[[ Extracted records open ]]

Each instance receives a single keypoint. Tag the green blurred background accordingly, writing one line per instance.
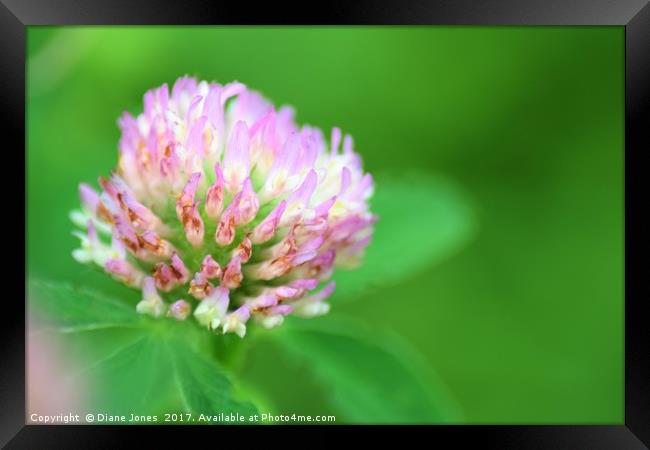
(525, 322)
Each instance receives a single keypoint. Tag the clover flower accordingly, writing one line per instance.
(223, 206)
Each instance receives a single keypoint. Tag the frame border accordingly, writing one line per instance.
(16, 15)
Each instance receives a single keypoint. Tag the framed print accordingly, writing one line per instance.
(421, 220)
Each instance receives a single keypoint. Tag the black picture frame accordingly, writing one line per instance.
(634, 15)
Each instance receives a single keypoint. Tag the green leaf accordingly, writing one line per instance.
(77, 309)
(131, 363)
(203, 385)
(422, 221)
(368, 378)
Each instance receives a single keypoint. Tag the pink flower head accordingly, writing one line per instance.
(223, 208)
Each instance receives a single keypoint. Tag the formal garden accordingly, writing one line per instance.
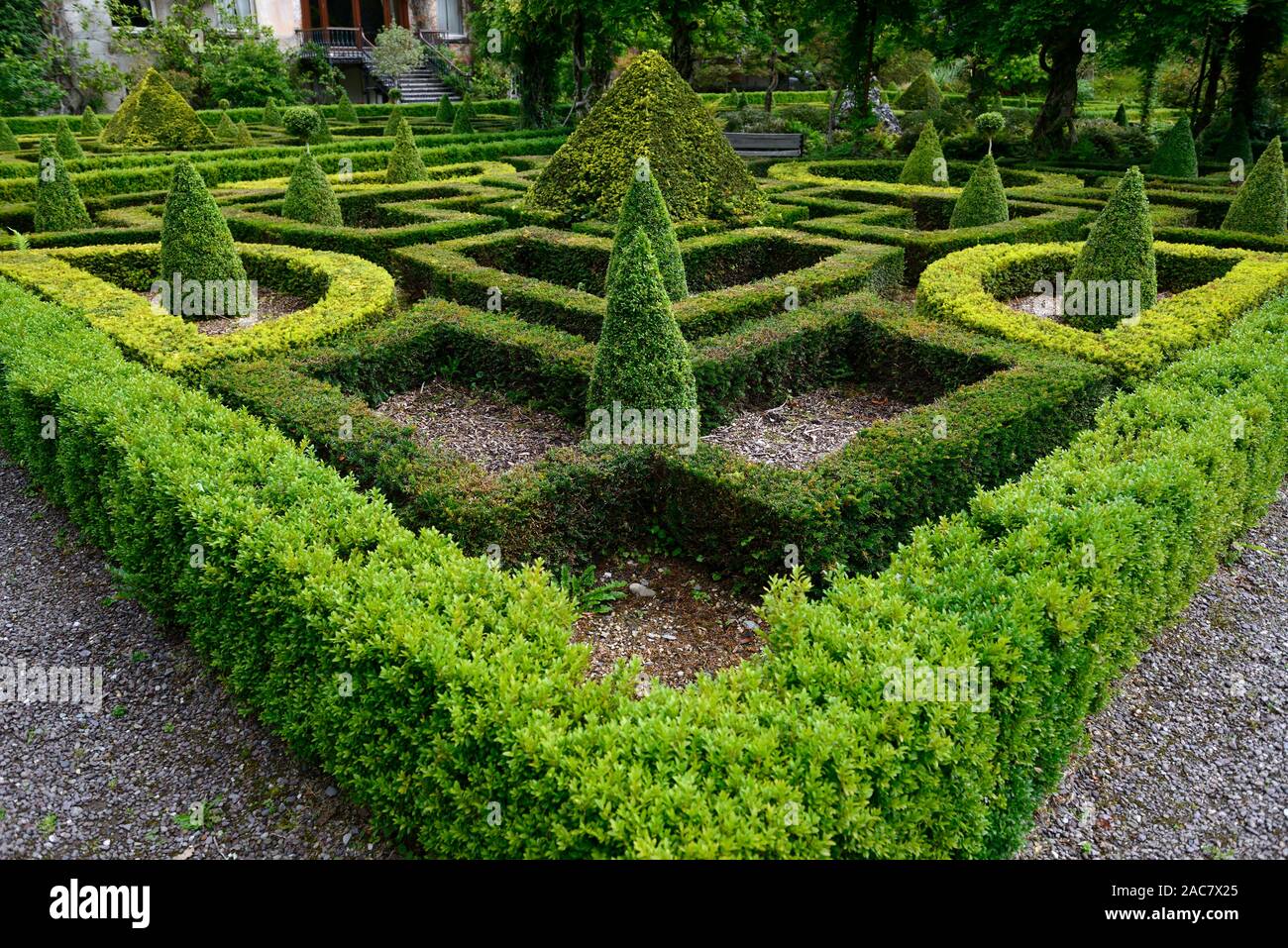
(590, 489)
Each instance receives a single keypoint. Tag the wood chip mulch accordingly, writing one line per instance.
(806, 428)
(487, 429)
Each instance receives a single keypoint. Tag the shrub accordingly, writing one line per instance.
(65, 142)
(644, 209)
(404, 161)
(642, 360)
(58, 202)
(194, 239)
(1120, 248)
(1176, 156)
(652, 114)
(156, 116)
(309, 196)
(922, 93)
(925, 161)
(1261, 205)
(983, 200)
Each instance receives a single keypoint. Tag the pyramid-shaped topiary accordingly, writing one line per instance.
(1176, 156)
(652, 115)
(983, 200)
(194, 239)
(1261, 204)
(642, 360)
(1120, 252)
(68, 149)
(644, 209)
(90, 125)
(58, 202)
(156, 116)
(925, 159)
(309, 196)
(921, 93)
(404, 161)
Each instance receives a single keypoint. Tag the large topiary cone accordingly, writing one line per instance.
(651, 114)
(156, 116)
(58, 202)
(1119, 250)
(1261, 205)
(309, 196)
(194, 239)
(983, 200)
(645, 209)
(642, 360)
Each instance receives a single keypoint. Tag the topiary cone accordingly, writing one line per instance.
(644, 209)
(194, 239)
(642, 360)
(1119, 250)
(58, 202)
(1261, 204)
(309, 196)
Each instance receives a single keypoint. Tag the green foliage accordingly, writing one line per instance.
(983, 200)
(58, 202)
(404, 161)
(1176, 156)
(156, 116)
(644, 209)
(309, 196)
(925, 161)
(648, 114)
(642, 360)
(1261, 204)
(194, 239)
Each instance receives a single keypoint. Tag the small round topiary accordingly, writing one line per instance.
(644, 209)
(926, 165)
(1261, 205)
(642, 360)
(1176, 156)
(194, 239)
(309, 196)
(58, 202)
(404, 161)
(1120, 252)
(983, 200)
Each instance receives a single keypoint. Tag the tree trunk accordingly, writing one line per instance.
(1059, 56)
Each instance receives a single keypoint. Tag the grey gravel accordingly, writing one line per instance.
(123, 782)
(1188, 760)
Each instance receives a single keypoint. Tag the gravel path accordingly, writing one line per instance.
(124, 782)
(1189, 758)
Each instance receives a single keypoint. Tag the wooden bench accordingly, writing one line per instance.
(763, 145)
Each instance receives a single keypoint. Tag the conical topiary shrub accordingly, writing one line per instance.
(642, 360)
(926, 158)
(90, 125)
(65, 143)
(644, 209)
(1261, 205)
(1120, 252)
(649, 112)
(1176, 156)
(309, 196)
(983, 200)
(156, 116)
(921, 93)
(404, 161)
(194, 239)
(58, 202)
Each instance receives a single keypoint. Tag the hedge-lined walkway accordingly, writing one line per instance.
(121, 782)
(1189, 758)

[[ Extracted records closed ]]

Task item → The records above should be written out exactly, and the images dropped.

Exercise output →
Each instance receives a single keypoint. Tag the green blurred background accordingly, writing one line per instance.
(525, 322)
Each instance receives a single keypoint. Tag the clover flower accordingly, writing one line per instance.
(223, 206)
Each instance receives a single keypoint. Tag the frame border accordingly, writing one line per instance.
(16, 15)
Each instance receives a single keypoint. Tag the framed print accordingly, writing one line per instance.
(421, 220)
Each instance receives a single keypoint. Tag the black picture frame accordingly, writing one line per instance.
(634, 15)
Each instance receives a single keypoint. Tag the green leaf accordingly, writing one line per instance.
(77, 309)
(131, 363)
(203, 385)
(422, 221)
(368, 378)
Each instance receives a single keypoint. Tag the pink flower head accordingly, writing one line per instance.
(223, 208)
Each instance receives a single keypoint. Tag the formal garden accordingly, writing one line per instance.
(590, 489)
Each instance receives a single keypoint. Tag the wood chip mulch accordingly, writing one line per instance.
(806, 428)
(487, 429)
Each instance receives a single keypoint. Tag the shrub accordingly, writing one line per instance.
(65, 142)
(644, 209)
(404, 161)
(642, 360)
(58, 202)
(194, 239)
(1120, 248)
(1176, 156)
(652, 114)
(156, 116)
(309, 196)
(922, 93)
(925, 161)
(1261, 205)
(983, 200)
Each instance receives a single keypoint. Tag the pyramid-shaped topiary accordingly, writing one line per instance.
(1176, 156)
(652, 115)
(983, 200)
(194, 239)
(1261, 204)
(642, 360)
(1120, 252)
(68, 149)
(644, 209)
(90, 125)
(58, 202)
(156, 116)
(925, 159)
(309, 196)
(921, 93)
(404, 161)
Each instance receives a single keypoint. Tag the large topiary cone accordingly, writing one line per instance.
(651, 114)
(156, 116)
(58, 202)
(1119, 250)
(1261, 205)
(309, 196)
(194, 239)
(983, 200)
(645, 209)
(642, 360)
Each instance receives a single keypoint. Tag the topiary cone accordingly, writing one line per instance.
(644, 209)
(194, 239)
(642, 360)
(1119, 250)
(58, 202)
(1261, 204)
(309, 196)
Each instance receives a single keypoint. Tag the green foliage accordingly, writing one line per instance.
(983, 200)
(58, 202)
(404, 161)
(1176, 156)
(156, 116)
(644, 209)
(309, 196)
(925, 161)
(648, 114)
(642, 360)
(1261, 204)
(194, 239)
Each instance receives a single keypoint. Tag the small round topiary accordingly, writing one line per instance.
(644, 209)
(926, 165)
(1261, 205)
(642, 360)
(1176, 156)
(194, 239)
(309, 196)
(58, 202)
(404, 161)
(1120, 252)
(983, 200)
Each instance receives a single keypoint. Tag the tree trunk accordingly, writing one line per instance.
(1059, 56)
Each instance receives a single keypoint. Tag the grey gravel accordingly, writing one line per instance.
(123, 782)
(1188, 760)
Each instance receives a single keypoint. Tag the gravel path accordingly, writing one line per instance.
(124, 782)
(1189, 758)
Each instance receives a single keypoint. Tag the wooden bench accordingly, writing one line per instance.
(763, 145)
Each instance receives a single keypoint. Tag the conical topiary shrub accordingly, writing one line per instance.
(642, 360)
(926, 158)
(90, 125)
(65, 143)
(644, 209)
(1261, 205)
(1120, 252)
(649, 112)
(1176, 156)
(309, 196)
(983, 200)
(156, 116)
(921, 93)
(404, 161)
(194, 239)
(58, 202)
Each instance receives a single keypoint. Tag the hedge-lined walkway accordingly, writing one line per instance.
(121, 782)
(1189, 758)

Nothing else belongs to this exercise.